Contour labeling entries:
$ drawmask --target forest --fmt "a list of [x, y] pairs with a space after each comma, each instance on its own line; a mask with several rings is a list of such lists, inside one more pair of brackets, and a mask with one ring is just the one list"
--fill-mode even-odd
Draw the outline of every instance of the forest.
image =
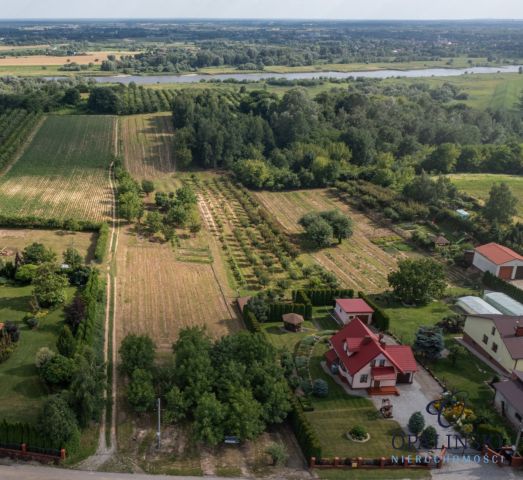
[[355, 81], [311, 98], [183, 91], [173, 100], [176, 156], [282, 190], [362, 179], [401, 190], [422, 171], [523, 172], [517, 114], [465, 106], [450, 84]]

### [Task to carry out]
Rewrite the data above with every "forest" switched to "woodland" and everything else unchanged. Leave the pictures out.

### [Complete output]
$ drawmask --target woodland --fmt "a list of [x, y] pairs with a space after each comma, each instance on its own line; a mask with several rings is a list of such lists, inside one more pair of brackets, and a mask with one ring is just the one list"
--fill-mode even-odd
Draw the outline of every instance of the woodland.
image =
[[355, 81], [311, 98], [183, 91], [173, 100], [176, 156], [282, 190], [362, 179], [401, 190], [422, 171], [523, 172], [517, 114], [465, 106], [450, 84]]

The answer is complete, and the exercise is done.